Markdown to Confluence Storage Format
Convert Markdown to Confluence storage XML. Pure client-side.
What this tool does
Converts Markdown into Confluence storage format, the XML-based format Confluence uses internally. Storage format is what you submit when posting via the Confluence REST API or what you see if you use the source-edit view in older Confluence versions. This tool covers the common constructs: headings, bold and italic, inline and fenced code (using Confluence's structured-macro for code blocks), links, ordered and unordered lists, blockquotes. Runs entirely in your browser.
How to use it
Paste Markdown into the input. Press Convert. The output is XML
ready to POST via the Confluence REST API as the body of a page or comment, or to
paste into an editor that accepts storage format directly. Example:
# Title becomes <h1>Title</h1>;
a fenced code block becomes a structured-macro with the language as a parameter.
Common use cases
- Pushing documentation written in Markdown to Confluence via the REST API.

▸ **Your tasks**
a. Copy from the Markdown-to-Confluence page word for word, beginning at the words "What this tool" and stopping after "in your browser.".
b. According to the Markdown-to-Confluence page, what Confluence feature does the tool use to represent fenced code blocks?
c. Continue the Markdown-to-Confluence page from its last line.

▸ **Entries provided**
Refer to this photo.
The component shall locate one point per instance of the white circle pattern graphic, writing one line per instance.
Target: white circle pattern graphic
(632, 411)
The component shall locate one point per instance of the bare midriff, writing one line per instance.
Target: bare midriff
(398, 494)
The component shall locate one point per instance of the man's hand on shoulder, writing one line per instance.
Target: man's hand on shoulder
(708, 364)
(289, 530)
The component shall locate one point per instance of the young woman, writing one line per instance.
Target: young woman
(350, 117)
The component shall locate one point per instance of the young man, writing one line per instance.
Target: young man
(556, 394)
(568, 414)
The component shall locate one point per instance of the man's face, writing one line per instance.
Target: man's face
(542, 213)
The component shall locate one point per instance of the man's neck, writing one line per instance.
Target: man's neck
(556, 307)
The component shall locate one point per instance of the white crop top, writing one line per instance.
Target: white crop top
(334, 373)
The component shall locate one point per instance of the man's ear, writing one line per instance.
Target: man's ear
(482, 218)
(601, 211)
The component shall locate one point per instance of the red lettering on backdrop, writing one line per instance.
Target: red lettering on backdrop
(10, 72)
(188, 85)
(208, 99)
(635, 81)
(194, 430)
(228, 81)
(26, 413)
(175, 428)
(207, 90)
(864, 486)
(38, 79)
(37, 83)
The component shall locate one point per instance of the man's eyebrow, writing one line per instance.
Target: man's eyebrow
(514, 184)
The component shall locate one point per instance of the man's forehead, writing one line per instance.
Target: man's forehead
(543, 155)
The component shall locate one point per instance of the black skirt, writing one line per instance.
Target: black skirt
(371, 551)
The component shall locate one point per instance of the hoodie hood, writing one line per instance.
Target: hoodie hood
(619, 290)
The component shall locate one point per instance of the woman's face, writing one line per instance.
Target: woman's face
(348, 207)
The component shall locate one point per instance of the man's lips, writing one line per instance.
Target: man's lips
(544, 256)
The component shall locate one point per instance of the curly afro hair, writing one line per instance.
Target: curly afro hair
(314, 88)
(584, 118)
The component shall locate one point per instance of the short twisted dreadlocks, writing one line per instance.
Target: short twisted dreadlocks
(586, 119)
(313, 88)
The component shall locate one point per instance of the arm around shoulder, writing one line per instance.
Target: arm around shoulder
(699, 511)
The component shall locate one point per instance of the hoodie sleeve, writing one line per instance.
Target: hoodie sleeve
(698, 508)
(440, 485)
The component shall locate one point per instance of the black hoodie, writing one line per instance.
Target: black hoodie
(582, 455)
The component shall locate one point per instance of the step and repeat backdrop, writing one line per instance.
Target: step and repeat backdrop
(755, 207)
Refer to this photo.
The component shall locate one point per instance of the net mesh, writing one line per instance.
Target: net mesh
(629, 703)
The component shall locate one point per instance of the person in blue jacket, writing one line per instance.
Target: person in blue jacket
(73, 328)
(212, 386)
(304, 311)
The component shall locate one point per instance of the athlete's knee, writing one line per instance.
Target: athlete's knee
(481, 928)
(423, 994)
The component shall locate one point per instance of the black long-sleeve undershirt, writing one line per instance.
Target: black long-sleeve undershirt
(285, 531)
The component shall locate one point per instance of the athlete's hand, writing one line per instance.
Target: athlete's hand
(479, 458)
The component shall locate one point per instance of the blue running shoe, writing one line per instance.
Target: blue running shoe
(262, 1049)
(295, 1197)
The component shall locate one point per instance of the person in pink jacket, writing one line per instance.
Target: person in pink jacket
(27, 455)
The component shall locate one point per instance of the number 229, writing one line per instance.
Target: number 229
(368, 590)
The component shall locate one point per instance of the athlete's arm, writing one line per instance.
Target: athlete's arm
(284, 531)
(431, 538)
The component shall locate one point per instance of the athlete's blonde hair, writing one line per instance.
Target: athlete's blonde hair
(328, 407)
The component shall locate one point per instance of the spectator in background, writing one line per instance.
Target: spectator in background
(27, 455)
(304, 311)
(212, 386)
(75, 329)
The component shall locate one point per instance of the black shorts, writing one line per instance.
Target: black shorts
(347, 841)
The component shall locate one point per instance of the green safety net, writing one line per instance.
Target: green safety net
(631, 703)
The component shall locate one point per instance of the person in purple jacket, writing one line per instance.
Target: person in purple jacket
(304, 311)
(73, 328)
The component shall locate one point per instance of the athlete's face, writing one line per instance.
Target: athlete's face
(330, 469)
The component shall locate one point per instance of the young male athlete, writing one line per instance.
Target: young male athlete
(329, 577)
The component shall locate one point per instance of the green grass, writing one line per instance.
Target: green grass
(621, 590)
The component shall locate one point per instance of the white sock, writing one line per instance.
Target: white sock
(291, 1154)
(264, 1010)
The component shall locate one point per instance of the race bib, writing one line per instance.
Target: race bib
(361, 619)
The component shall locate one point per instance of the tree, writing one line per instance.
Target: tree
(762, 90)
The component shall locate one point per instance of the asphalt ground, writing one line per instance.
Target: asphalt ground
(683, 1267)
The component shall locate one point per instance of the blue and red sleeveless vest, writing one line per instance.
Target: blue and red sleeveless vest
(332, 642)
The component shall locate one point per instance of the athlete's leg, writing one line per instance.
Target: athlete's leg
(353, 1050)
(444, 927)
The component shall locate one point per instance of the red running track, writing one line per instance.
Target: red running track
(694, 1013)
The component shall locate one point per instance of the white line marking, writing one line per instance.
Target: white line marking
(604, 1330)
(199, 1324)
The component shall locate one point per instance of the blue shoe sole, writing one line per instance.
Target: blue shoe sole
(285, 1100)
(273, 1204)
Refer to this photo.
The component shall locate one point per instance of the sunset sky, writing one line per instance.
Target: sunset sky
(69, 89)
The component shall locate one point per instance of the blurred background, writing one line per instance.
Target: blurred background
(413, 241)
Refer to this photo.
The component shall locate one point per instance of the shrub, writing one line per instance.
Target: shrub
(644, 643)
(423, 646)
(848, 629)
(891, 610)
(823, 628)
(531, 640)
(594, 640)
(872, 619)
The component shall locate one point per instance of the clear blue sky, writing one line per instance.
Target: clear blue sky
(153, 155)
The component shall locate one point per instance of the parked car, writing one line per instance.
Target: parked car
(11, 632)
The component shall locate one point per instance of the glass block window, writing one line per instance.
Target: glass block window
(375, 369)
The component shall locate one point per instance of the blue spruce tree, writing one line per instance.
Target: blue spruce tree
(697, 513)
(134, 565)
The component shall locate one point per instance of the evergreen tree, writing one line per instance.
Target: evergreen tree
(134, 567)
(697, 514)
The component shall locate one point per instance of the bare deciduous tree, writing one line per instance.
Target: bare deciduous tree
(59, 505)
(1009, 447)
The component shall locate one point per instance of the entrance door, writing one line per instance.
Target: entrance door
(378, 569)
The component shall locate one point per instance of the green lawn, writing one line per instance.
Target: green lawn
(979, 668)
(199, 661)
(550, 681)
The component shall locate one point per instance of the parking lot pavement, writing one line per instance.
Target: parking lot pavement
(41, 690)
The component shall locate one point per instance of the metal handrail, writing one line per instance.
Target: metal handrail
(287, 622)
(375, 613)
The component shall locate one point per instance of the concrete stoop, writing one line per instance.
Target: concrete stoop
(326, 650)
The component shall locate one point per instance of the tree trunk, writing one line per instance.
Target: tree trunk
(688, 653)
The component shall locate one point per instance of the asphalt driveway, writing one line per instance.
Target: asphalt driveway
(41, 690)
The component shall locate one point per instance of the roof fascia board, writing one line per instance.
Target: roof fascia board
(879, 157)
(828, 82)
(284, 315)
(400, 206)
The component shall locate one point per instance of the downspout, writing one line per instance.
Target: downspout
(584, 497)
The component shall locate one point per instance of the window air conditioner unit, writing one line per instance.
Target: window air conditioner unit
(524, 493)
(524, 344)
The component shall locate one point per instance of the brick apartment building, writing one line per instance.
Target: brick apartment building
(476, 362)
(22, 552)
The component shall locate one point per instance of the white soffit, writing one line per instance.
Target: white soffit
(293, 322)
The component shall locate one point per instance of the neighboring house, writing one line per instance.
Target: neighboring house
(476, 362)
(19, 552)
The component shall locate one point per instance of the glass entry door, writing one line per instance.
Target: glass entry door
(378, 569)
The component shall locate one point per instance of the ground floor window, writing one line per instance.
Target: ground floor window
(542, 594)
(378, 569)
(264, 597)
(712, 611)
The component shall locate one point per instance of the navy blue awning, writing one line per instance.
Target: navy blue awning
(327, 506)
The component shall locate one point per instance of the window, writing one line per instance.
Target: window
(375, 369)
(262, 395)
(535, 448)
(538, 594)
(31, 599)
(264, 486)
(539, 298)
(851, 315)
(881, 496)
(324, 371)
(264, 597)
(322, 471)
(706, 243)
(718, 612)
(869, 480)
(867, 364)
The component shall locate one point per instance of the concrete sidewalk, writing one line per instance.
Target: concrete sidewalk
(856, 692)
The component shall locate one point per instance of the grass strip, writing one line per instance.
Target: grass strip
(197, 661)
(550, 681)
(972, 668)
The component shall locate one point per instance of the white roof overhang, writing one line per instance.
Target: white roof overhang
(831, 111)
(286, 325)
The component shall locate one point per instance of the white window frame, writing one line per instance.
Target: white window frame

▸ **Replies**
a.
What this tool does
Converts Markdown into Confluence storage format, the XML-based format Confluence uses internally. Storage format is what you submit when posting via the Confluence REST API or what you see if you use the source-edit view in older Confluence versions. This tool covers the common constructs: headings, bold and italic, inline and fenced code (using Confluence's structured-macro for code blocks), links, ordered and unordered lists, blockquotes. Runs entirely in your browser.

b. Confluence's structured-macro, with the language as a parameter.

c.
- Translating a GitHub README into a Confluence onboarding page.
- Migrating a Markdown wiki (e.g., Obsidian, Notion export) into a Confluence space.
- Generating a Confluence template body for repeated meeting-notes pages.
- Avoiding Confluence's WYSIWYG editor when you prefer writing in Markdown.
Common pitfalls
- Storage format is not the same as the WYSIWYG view source. Confluence has multiple internal representations. This tool emits the canonical storage format used by the REST API. Pasting it into the WYSIWYG editor's HTML source view may not work; use the API or the storage-format editor.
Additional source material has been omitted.